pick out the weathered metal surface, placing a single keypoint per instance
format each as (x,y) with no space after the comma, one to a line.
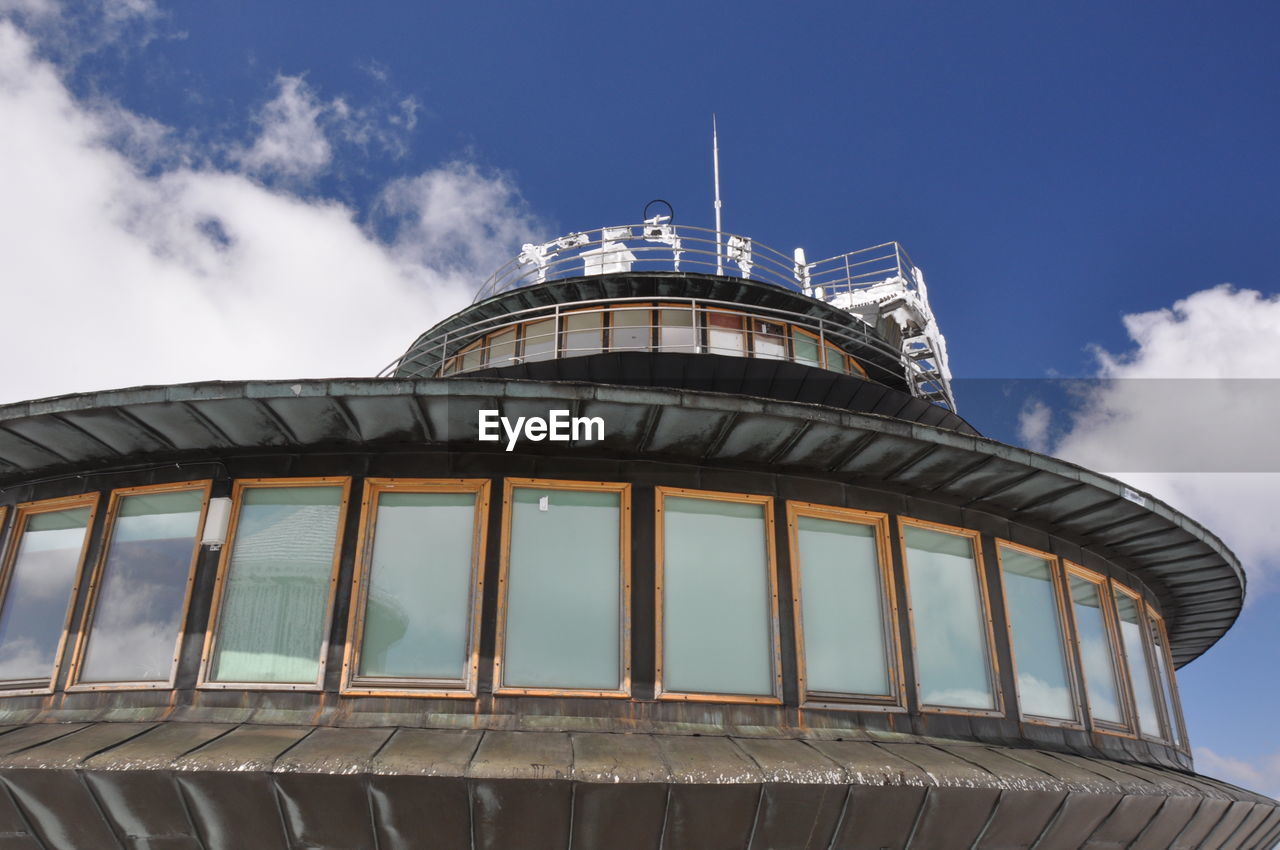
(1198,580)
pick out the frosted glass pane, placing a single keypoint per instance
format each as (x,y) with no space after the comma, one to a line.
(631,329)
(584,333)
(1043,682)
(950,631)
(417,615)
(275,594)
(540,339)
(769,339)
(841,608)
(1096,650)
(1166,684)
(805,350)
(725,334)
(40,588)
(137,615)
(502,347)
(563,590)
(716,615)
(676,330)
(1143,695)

* * *

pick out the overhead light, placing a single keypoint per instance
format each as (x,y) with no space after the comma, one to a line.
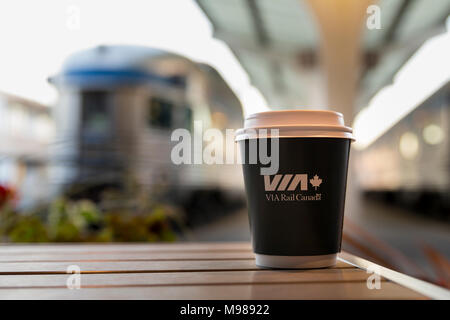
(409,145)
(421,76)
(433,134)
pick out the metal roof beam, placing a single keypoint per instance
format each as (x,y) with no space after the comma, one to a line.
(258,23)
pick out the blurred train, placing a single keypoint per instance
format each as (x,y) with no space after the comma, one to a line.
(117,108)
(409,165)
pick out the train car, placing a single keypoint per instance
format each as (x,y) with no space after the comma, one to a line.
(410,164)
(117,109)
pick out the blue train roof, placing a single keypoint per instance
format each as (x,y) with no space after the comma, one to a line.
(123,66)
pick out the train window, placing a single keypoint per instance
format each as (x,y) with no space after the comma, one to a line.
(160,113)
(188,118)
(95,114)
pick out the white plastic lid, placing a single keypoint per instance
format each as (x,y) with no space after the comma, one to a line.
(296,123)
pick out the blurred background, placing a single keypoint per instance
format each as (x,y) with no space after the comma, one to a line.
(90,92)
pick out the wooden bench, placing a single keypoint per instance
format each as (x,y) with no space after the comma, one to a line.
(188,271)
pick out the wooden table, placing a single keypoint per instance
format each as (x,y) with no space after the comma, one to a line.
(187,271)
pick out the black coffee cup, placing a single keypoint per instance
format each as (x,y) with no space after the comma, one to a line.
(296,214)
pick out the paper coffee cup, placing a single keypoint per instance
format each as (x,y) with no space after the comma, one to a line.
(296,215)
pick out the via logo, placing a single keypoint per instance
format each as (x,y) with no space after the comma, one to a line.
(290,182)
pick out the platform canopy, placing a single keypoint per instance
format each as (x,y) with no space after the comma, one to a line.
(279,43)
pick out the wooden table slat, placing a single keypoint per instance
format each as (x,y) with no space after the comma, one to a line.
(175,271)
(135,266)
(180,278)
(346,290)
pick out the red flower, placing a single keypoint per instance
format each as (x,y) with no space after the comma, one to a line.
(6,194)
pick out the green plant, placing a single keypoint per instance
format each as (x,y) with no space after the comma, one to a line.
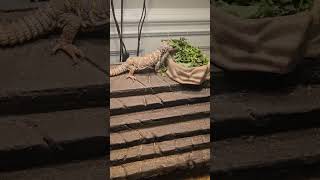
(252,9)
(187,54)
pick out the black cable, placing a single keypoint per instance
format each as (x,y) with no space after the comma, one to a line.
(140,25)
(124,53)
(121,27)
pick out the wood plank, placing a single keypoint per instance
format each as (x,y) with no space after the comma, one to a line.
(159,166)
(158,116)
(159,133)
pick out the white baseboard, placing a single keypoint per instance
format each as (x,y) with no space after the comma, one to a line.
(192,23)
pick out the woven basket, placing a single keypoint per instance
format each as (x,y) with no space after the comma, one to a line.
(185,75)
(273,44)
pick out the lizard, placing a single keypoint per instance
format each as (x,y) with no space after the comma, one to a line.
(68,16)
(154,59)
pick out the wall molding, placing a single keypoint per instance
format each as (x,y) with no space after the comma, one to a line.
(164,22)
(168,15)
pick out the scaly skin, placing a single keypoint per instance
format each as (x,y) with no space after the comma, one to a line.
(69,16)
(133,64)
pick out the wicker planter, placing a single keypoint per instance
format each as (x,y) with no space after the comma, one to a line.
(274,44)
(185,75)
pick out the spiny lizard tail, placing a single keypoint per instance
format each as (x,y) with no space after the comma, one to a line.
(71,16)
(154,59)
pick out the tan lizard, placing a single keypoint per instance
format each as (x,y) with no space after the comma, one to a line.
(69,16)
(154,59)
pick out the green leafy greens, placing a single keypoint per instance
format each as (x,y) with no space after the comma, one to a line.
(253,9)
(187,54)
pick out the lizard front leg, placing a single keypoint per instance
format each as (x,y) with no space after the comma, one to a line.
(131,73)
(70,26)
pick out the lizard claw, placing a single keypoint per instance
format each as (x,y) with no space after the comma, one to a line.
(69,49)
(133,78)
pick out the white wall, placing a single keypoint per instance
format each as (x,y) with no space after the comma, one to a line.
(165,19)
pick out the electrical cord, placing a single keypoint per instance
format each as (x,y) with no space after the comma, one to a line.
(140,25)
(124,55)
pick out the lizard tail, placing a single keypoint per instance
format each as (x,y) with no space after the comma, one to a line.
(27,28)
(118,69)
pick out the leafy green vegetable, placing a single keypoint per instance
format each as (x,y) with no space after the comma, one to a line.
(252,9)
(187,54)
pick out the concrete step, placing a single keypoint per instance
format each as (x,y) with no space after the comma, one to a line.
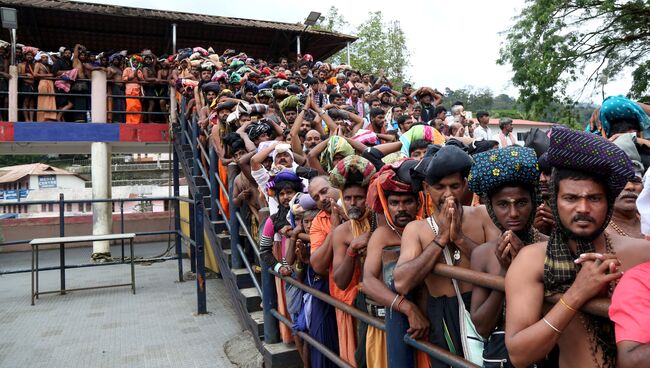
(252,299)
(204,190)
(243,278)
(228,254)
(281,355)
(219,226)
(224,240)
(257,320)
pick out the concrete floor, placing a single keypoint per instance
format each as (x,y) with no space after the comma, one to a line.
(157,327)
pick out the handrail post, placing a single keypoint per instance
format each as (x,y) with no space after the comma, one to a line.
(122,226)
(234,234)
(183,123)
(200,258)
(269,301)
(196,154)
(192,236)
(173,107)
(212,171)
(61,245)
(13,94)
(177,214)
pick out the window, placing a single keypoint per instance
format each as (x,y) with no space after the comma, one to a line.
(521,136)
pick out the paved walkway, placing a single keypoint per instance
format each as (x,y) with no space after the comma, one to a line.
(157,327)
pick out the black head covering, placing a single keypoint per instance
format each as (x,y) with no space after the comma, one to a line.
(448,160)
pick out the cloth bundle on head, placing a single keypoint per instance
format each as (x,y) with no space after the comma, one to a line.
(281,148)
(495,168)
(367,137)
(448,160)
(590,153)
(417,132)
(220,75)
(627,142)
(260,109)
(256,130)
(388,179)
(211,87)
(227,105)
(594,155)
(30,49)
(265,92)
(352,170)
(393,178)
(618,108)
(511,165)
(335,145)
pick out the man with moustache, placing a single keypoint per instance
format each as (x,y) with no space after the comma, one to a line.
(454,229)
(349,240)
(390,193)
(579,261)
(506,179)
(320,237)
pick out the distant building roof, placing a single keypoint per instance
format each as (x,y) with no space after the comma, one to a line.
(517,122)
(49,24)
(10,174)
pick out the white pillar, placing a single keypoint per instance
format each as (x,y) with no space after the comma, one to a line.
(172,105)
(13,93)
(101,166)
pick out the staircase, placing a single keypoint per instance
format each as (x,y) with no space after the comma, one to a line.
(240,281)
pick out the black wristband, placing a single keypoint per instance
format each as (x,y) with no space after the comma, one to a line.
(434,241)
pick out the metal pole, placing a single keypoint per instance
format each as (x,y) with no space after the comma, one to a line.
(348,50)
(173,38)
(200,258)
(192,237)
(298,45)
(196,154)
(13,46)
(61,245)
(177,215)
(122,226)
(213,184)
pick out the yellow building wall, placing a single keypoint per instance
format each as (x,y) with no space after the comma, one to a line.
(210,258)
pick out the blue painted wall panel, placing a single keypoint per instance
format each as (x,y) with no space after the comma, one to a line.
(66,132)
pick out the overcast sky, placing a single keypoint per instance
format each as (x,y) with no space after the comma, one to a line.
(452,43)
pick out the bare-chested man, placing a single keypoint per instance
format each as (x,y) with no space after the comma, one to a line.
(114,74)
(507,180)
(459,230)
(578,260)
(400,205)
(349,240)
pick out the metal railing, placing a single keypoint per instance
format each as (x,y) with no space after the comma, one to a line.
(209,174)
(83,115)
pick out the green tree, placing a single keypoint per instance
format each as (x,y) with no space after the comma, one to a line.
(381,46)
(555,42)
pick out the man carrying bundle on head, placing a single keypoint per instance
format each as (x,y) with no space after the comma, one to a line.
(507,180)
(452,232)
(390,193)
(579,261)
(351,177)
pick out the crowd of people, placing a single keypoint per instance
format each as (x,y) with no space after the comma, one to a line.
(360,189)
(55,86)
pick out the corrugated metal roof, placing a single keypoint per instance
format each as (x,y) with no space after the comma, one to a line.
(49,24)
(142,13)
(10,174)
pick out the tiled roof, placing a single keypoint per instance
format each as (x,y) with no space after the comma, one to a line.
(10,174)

# Task:
Return each row above that contains the word "green". Case matters.

# Output:
pick out the green plant, placing a single keypoint per instance
pick out the green leafy greens, placing a single keypoint per instance
pick out the leafy green vegetable, placing a single keypoint per instance
pick out the green tree, placing a single keypoint per instance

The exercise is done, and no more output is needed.